* Begin *
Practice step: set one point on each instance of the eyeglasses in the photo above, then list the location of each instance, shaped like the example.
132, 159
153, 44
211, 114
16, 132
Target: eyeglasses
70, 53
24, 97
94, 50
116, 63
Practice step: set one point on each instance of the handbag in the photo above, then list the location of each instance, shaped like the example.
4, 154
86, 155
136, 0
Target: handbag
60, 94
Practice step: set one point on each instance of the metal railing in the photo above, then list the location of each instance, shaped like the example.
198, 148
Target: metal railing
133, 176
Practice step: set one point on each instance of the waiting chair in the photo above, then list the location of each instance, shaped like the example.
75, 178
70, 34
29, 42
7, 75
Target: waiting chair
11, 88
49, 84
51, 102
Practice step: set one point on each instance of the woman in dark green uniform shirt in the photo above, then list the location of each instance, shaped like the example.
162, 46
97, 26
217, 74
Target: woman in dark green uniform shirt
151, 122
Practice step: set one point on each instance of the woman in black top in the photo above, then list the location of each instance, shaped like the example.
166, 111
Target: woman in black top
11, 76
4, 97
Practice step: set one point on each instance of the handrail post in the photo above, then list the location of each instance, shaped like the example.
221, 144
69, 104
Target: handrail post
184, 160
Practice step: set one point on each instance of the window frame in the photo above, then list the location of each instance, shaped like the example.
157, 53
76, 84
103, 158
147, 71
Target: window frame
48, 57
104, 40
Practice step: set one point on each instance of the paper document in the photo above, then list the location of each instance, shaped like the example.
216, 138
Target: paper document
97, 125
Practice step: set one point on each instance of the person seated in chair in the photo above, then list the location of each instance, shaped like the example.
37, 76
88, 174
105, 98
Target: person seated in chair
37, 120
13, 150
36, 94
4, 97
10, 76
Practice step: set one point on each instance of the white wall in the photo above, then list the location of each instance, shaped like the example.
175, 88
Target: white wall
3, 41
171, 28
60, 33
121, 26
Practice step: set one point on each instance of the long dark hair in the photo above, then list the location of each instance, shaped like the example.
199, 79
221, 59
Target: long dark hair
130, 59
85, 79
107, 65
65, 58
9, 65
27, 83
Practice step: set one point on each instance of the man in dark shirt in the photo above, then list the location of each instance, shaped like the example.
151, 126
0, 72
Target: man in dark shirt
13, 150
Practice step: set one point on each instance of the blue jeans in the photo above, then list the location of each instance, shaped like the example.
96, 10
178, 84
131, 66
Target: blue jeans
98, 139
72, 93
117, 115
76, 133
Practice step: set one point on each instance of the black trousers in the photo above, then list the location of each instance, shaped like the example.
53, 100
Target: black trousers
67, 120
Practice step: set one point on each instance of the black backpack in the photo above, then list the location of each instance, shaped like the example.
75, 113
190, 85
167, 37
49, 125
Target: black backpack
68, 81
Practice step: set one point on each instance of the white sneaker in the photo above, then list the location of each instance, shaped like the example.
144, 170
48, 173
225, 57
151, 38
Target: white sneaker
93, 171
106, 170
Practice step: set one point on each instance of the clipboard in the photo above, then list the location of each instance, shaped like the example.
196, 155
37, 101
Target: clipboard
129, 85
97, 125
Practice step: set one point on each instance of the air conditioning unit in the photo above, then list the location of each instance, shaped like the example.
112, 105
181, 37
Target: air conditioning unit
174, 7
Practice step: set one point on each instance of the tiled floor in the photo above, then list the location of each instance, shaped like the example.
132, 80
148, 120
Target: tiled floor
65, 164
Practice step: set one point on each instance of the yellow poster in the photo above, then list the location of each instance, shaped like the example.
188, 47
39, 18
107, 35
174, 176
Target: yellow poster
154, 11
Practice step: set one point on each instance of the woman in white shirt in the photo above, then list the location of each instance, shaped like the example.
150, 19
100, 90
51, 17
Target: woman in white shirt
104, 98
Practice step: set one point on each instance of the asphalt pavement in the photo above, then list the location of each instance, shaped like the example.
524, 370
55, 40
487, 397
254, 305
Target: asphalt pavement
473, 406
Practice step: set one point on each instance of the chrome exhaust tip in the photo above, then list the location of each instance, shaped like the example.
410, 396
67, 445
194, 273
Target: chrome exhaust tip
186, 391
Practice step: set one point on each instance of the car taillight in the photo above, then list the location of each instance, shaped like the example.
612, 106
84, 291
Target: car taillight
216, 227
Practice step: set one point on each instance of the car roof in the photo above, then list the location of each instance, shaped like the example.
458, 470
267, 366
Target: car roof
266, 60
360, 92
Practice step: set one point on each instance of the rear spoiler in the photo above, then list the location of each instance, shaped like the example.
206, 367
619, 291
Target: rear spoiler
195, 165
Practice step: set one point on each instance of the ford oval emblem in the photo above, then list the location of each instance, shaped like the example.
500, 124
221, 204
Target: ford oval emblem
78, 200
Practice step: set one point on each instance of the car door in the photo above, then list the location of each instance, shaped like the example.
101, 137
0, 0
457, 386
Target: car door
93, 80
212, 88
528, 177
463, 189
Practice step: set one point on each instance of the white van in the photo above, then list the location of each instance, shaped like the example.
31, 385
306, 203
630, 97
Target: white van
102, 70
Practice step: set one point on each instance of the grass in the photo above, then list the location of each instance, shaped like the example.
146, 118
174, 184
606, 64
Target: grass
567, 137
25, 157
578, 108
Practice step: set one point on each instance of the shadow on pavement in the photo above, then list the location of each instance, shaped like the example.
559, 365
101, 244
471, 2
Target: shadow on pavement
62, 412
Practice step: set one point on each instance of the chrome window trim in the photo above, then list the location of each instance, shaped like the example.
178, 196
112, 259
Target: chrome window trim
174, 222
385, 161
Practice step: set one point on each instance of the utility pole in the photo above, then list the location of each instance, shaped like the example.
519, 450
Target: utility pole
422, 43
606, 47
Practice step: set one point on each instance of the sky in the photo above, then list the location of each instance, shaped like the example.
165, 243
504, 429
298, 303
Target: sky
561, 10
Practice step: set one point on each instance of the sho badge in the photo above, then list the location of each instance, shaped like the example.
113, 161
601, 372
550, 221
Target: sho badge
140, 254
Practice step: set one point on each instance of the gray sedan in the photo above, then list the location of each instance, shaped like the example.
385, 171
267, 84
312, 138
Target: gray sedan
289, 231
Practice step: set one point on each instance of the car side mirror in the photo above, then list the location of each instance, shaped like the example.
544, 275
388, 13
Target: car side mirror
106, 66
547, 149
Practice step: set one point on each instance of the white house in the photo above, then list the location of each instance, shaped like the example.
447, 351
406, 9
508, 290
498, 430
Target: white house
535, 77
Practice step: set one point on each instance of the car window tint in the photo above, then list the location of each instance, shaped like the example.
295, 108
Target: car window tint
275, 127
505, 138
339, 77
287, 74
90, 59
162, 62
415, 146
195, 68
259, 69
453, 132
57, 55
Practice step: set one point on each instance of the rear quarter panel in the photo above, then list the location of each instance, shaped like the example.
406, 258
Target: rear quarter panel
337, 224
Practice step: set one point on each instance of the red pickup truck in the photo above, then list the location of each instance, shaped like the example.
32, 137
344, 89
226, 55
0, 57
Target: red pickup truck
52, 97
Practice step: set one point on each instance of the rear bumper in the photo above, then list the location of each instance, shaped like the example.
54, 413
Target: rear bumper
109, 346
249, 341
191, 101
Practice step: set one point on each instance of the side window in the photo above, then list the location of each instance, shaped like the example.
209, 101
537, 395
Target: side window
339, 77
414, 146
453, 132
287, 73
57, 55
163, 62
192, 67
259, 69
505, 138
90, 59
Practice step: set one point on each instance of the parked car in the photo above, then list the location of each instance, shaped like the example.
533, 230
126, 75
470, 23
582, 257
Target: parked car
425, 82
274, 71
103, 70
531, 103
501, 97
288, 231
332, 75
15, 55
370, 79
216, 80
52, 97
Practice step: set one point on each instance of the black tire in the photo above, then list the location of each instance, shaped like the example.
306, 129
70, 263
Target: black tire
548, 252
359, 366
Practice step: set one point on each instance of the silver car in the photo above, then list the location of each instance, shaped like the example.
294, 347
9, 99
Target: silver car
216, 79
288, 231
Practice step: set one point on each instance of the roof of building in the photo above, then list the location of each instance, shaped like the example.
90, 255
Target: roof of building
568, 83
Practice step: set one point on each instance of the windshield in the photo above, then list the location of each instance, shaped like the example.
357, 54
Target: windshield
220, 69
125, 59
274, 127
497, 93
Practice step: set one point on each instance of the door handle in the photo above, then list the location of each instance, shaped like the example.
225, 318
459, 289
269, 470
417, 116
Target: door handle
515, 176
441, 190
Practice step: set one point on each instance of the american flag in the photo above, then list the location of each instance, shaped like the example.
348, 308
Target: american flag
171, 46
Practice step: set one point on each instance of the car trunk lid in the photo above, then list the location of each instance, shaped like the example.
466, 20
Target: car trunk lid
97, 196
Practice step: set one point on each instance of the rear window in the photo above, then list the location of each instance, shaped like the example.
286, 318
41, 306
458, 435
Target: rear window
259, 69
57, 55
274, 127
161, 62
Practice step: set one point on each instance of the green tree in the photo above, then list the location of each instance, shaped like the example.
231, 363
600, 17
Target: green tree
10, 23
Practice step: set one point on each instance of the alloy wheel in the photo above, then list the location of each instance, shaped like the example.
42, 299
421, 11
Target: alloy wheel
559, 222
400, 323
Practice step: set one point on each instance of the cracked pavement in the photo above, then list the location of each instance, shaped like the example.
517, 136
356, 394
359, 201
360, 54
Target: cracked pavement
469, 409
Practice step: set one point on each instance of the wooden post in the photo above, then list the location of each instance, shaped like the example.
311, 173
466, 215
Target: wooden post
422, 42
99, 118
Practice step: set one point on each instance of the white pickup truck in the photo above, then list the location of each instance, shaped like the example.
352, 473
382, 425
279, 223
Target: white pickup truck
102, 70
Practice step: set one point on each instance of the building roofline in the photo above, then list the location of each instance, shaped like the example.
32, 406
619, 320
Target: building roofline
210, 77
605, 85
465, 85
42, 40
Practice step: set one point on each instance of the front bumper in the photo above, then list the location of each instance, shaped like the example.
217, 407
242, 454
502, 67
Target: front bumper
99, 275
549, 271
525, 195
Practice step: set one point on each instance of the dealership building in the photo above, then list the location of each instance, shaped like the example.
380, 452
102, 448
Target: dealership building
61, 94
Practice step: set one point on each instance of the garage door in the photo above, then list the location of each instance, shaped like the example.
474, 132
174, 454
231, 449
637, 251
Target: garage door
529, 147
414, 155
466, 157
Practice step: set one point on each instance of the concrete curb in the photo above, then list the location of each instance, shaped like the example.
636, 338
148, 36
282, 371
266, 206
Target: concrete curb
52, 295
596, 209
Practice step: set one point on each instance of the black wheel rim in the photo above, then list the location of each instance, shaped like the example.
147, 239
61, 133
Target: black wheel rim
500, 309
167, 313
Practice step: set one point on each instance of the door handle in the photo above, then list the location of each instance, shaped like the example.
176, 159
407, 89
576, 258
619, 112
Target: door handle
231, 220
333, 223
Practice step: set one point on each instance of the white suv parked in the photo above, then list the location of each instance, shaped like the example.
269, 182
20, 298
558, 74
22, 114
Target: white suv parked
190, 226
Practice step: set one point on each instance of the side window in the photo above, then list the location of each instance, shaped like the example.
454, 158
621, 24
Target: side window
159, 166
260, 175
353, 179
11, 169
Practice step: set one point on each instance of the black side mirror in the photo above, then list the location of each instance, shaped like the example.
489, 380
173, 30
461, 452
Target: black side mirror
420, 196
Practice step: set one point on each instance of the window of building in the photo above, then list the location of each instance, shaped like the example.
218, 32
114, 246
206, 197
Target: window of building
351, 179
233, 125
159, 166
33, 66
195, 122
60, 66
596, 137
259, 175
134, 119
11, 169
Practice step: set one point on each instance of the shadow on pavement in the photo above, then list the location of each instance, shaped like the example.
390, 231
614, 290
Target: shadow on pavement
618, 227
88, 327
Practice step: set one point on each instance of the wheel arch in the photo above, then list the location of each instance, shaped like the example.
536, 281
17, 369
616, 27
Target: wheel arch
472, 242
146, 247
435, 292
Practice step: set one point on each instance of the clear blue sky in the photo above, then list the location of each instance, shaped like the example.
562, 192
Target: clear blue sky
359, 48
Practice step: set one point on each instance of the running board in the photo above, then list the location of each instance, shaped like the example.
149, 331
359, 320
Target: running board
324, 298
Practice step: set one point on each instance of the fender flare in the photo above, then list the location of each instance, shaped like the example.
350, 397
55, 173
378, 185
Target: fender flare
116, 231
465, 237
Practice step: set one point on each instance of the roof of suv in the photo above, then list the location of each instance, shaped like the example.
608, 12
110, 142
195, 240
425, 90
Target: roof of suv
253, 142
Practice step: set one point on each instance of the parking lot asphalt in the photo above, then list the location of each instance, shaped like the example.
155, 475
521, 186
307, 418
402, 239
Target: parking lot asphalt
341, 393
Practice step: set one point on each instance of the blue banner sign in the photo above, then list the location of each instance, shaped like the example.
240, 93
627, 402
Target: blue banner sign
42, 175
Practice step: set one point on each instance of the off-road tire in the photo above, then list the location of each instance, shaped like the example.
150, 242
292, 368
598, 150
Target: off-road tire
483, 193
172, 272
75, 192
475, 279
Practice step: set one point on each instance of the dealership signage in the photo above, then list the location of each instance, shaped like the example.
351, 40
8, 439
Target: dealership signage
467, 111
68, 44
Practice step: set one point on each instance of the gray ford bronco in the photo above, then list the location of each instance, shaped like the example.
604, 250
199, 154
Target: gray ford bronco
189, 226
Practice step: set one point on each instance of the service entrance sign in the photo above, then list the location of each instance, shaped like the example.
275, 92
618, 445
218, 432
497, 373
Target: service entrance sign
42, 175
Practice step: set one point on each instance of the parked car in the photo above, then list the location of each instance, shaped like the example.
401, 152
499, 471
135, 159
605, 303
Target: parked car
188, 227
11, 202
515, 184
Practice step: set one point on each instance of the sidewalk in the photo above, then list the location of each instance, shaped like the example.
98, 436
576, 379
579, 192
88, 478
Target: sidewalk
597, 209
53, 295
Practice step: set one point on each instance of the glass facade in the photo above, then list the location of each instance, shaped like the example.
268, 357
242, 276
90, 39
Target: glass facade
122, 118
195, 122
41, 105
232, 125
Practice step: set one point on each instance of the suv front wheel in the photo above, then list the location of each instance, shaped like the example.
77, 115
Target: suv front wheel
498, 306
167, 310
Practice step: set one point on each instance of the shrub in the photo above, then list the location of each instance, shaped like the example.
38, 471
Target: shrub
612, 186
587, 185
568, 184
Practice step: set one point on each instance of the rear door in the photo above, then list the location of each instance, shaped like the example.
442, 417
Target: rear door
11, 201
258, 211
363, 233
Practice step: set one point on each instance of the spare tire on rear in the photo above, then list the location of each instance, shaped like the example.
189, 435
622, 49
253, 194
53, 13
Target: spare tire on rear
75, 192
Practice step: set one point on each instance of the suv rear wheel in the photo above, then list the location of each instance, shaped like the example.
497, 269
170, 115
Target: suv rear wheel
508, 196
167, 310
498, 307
* End *
▸ **WRITTEN EXERCISE**
Extract every line from the one with "Practice step: set one point on each instance of the shrub" down to the final line above, both included, exactly as written.

▸ **OUTPUT OF THE TASK**
Practice step: set one point on each instance of the shrub in the photo above, then list the location of each instance, shaped like the example.
38, 471
Target: shrub
612, 186
587, 185
568, 184
Practice step: set one point on each instance of the rear door in the photo above, then list the location of each instance, shaped like the example.
442, 417
Target: rear door
11, 201
258, 211
363, 233
Practice step: set one point on each instance of the spare tire on rear in the photo above, then list the location of each instance, shaped like the example.
189, 435
622, 49
253, 194
53, 13
Target: spare tire on rear
75, 192
Practice step: set one point on each instance of the suv rear wheel in the photo above, then list the location of each instance, shaped like the example.
497, 269
170, 115
Target: suv rear wheel
508, 196
167, 310
498, 307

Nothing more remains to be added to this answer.